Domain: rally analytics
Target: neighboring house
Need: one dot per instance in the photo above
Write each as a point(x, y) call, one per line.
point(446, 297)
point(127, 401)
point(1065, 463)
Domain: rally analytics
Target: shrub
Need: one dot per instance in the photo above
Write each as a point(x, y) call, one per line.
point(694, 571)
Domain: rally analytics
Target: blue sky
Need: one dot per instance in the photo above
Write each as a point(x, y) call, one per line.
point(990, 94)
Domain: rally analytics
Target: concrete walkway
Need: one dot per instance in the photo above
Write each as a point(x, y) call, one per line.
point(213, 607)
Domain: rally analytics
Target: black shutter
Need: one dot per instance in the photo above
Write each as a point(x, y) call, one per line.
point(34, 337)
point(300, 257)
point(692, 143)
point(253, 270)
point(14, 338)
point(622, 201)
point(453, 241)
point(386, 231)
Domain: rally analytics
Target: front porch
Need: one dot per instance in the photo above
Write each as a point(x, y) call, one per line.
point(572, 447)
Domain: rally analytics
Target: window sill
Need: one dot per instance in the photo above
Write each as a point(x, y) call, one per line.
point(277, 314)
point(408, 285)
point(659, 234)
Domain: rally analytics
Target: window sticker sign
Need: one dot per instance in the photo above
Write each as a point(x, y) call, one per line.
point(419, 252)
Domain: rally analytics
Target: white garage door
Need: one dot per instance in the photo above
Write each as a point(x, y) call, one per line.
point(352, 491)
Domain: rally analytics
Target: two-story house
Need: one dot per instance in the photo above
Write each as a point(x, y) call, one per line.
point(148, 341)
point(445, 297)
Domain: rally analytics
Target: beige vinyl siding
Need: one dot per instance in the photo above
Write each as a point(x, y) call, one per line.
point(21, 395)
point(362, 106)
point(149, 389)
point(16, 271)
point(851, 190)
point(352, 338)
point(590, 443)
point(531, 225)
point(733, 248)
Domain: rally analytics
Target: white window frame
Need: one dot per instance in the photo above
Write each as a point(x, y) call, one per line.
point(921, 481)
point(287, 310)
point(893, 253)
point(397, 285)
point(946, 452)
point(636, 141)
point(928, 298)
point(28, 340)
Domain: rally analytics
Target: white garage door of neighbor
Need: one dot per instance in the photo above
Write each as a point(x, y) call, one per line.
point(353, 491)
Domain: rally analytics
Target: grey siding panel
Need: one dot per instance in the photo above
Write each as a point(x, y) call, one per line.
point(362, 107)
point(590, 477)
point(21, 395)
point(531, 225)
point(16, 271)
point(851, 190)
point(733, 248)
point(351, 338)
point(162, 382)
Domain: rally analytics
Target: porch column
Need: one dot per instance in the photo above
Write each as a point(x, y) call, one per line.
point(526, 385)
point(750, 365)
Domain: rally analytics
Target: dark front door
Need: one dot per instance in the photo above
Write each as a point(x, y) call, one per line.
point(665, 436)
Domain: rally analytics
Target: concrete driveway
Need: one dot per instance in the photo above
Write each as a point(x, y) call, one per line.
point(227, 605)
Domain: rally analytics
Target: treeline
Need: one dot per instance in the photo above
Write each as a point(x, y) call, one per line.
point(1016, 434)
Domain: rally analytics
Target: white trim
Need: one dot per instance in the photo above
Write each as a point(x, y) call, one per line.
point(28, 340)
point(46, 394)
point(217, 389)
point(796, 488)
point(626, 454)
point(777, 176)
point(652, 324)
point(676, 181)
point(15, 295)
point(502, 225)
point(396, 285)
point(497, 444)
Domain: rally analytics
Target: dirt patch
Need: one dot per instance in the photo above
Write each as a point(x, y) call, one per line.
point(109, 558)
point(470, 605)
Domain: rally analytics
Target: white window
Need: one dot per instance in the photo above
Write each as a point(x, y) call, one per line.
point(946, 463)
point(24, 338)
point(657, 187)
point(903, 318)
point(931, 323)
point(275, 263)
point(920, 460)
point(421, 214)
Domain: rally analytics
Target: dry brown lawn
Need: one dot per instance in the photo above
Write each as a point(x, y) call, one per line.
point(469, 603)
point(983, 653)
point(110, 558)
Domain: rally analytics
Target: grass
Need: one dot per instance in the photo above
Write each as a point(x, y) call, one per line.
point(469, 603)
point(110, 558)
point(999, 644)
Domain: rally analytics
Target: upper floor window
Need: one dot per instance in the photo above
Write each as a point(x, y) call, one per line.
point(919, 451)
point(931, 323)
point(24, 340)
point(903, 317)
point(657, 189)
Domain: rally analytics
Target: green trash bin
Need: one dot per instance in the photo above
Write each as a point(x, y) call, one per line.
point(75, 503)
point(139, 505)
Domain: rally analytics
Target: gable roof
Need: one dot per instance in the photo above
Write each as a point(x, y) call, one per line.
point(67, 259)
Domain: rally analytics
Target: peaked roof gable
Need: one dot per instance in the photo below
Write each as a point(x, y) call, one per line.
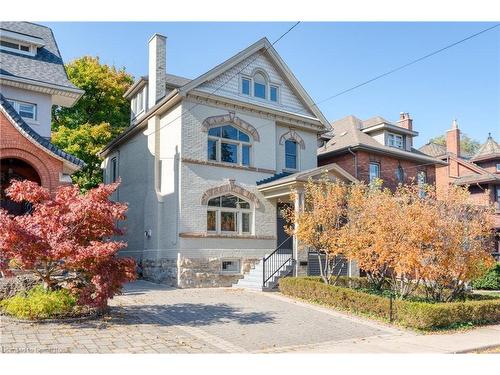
point(266, 48)
point(490, 149)
point(36, 138)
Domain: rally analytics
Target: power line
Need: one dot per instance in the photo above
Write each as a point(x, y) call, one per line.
point(406, 65)
point(228, 80)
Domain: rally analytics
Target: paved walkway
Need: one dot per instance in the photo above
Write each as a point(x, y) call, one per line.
point(150, 318)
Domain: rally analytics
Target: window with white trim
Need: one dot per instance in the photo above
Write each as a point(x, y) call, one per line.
point(114, 170)
point(374, 171)
point(290, 154)
point(395, 140)
point(15, 46)
point(230, 266)
point(421, 181)
point(228, 144)
point(229, 214)
point(26, 110)
point(259, 86)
###
Consigne écrite:
Mettez à l'échelle les lignes qui vont du début jusqu'à celle qui contient "point(419, 252)", incluse, s'il vous plaît : reprenez-les toutes à l'identique, mais multipliez chaque coordonnée des réponses par 1,15 et arrondissez à l'entier le plus proche, les demis vers le haut.

Résultat ci-dessous:
Domain: rally analytics
Target: neighboring house
Need: one dot per instance in the photo above
Write each as a point(x, y) call, one per line.
point(513, 342)
point(146, 461)
point(1225, 532)
Domain: rally analytics
Target: shrub
Need: one dot per instance in the photo above
Write each as a point(x, y) call, one per line.
point(798, 657)
Domain: rally analytics
Target: blue sky
Need: one dot per instance in the photo above
Write each as a point(x, y) call, one per line.
point(1139, 108)
Domain: rally analytics
Target: concrete walkway
Need: one dot per instance in the photo above
Write each as a point(x, y) call, one per line.
point(245, 698)
Domain: rally analytics
Target: black shutter
Need: one dot per instance in the photo above
Write each as a point(x, y) call, one per line.
point(39, 388)
point(345, 296)
point(796, 164)
point(291, 311)
point(16, 389)
point(715, 231)
point(521, 277)
point(444, 266)
Domain: rally analytics
Target: front porch
Need: one dot per instance in the photo above
Write each as a point(x, y) call, one per line.
point(658, 514)
Domain: rally analytics
Target: window sill
Need: one dot per instance in the photo above
Write each as a point(x, y) call, one per line.
point(319, 361)
point(469, 328)
point(758, 269)
Domain: rally analytics
Target: window sticker sign
Need: one dot per instance in the photo above
Write each as a point(x, y) call, one per line.
point(482, 290)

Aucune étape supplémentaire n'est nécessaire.